== AVAILABLE DATA ==
######

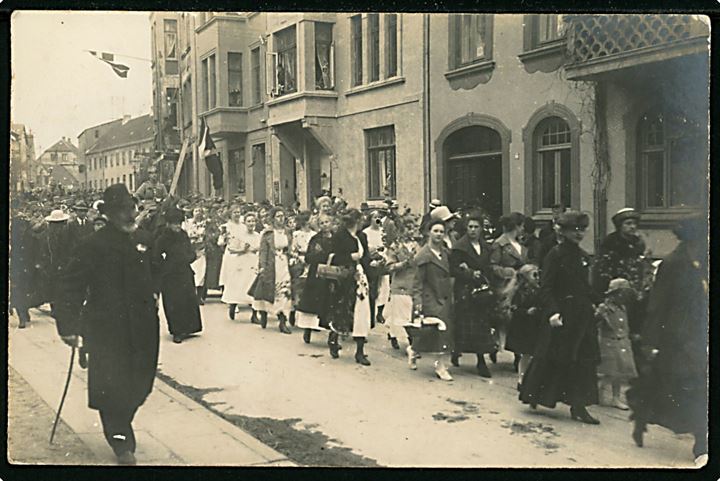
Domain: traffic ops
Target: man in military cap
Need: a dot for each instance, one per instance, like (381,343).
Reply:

######

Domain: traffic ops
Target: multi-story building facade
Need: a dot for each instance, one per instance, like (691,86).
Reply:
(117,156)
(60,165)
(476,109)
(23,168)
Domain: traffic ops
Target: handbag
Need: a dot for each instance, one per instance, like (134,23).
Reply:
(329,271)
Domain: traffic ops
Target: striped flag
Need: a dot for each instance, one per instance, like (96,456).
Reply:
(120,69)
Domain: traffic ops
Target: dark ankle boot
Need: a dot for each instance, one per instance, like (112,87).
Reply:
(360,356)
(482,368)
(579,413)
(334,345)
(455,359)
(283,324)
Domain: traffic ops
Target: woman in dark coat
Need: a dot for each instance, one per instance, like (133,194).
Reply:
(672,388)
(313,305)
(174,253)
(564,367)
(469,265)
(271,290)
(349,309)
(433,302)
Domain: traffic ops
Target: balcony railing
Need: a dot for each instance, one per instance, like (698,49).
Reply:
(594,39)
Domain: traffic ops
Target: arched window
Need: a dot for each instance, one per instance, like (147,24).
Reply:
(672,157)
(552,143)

######

== WORK ORDER ==
Every line above with the word "Target" belongs in the answer, copied as written.

== ANSWER ==
Target: man in military cap
Target: multi-story building facade
Target: handbag
Target: striped flag
Target: dark ankle boot
Target: woman in dark coat
Target: balcony railing
Target: arched window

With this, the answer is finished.